> [Selected extract]:
Boolean Interpretation is Well-Defined
Theorem
Let $\LL_0$ be the language of propositional logic.
Let $v: \LL_0 \to \set {\T, \F}$ be a boolean interpretation.
Then $v$ is well-defined.
Proof 1
By Language of Propositional Logic has Unique Parsability, $\LL_0$ is uniquely parsable.
Therefore, the Principle of Definition by Structural Induction can be applied to $\LL_0$.
By inspection, we see that the definition of the boolean interpretation $v$ follows the bottom-up specification of propositional logic.
Hence the Principle of Definition by Structural Induction implies that $v$ is well-defined.
$\blacksquare$
Proof 2
This is to be done by strong induction on the length of WFFs.
By definition of $v$ being a boolean interpretation, $\map v p$ is well-defined for all $p \in \PP_0$, the vocabulary of $\LL_0$.
A WFF of length $1$ has (trivially) a unique parsing sequence.
Consequently, only a single defining rule for $v$ as a boolean interpretation applies.
So the result holds for all WFFs of length $1$.
Now, suppose the result is true for all WFFs of length $k$ or less.
Let $\mathbf A$ be a WFF of length $k+1$.
There are two possibilities:
Suppose $\mathbf A = \neg \mathbf B$ for some WFF $\mathbf B$.
Then $\mathbf B$ is of length $k$, so by the induction hypothesis has a unique value $v (\mathbf B)$ no matter what parsing sequence is used.
So as $\map v {\mathbf A} = \map {f^\neg} {\map v {\mathbf B} }$, it follows that $\mathbf A$ likewise has a unique value.
Hence the result holds for $k + 1$ in this situation.

> [Written instruction 1]: Rescale the entries from the line that has "around the tall" through the line that has "xmin=133 ymin=275 xmax=148 ymax=442", writing each line out again with the request kept as is. Multiply every bounding box coordinate in the answers by 2.15 and round to whole numbers, with halves going up.
The text and the entries after it are two separate pieces of material with no link between them.

> [Task inputs]:
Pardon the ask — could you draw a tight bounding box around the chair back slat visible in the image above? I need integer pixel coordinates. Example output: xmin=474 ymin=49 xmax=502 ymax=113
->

==

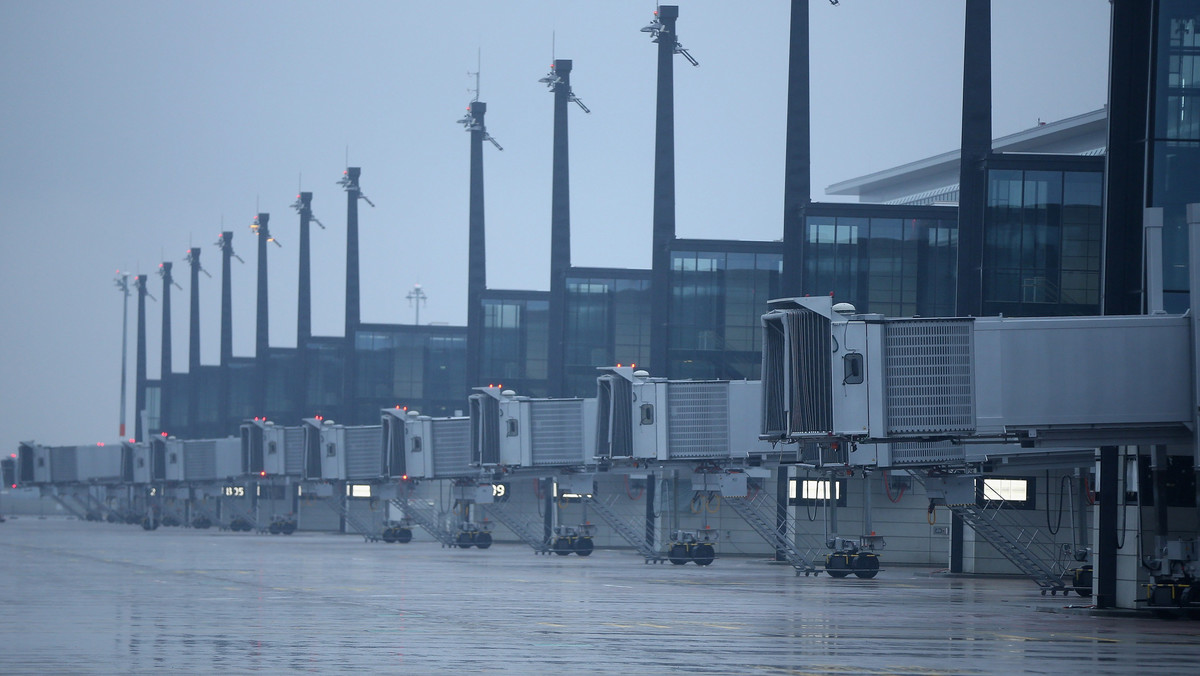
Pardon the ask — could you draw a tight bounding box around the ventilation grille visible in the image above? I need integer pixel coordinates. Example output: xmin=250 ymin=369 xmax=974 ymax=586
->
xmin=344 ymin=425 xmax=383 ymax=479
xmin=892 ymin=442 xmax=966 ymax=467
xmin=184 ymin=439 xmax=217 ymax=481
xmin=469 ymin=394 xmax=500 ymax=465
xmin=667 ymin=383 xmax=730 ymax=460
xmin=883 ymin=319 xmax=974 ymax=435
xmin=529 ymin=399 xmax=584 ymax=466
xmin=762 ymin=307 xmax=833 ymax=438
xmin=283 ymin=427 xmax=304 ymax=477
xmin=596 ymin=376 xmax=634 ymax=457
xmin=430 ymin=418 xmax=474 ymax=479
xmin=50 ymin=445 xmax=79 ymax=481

---

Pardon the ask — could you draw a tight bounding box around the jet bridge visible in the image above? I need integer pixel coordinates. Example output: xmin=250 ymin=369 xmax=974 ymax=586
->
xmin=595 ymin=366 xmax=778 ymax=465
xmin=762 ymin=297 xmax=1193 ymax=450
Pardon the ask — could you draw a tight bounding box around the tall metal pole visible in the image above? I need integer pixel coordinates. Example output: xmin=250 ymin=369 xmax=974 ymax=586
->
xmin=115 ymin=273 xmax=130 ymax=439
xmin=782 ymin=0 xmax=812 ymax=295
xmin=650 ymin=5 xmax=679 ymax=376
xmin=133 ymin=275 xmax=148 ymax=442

> [Written instruction 2]: Sum up the text on why a boolean interpretation is well-defined in two sentences.

> [Final result 1]:
Pardon the ask — could you draw a tight bounding box around the tall metal pole visible in the image above? I need integer pixel coordinates. Example output: xmin=250 ymin=369 xmax=974 ymax=586
->
xmin=247 ymin=587 xmax=280 ymax=944
xmin=1681 ymin=0 xmax=1746 ymax=634
xmin=1398 ymin=11 xmax=1460 ymax=808
xmin=286 ymin=591 xmax=318 ymax=950

> [Final result 2]: The text states that any boolean interpretation of the language of propositional logic is well-defined. Its first proof uses the unique parsability of that language and the Principle of Definition by Structural Induction, while its second uses strong induction on the length of WFFs, starting with length 1 and then taking a WFF of length k+1 that is the negation of another WFF.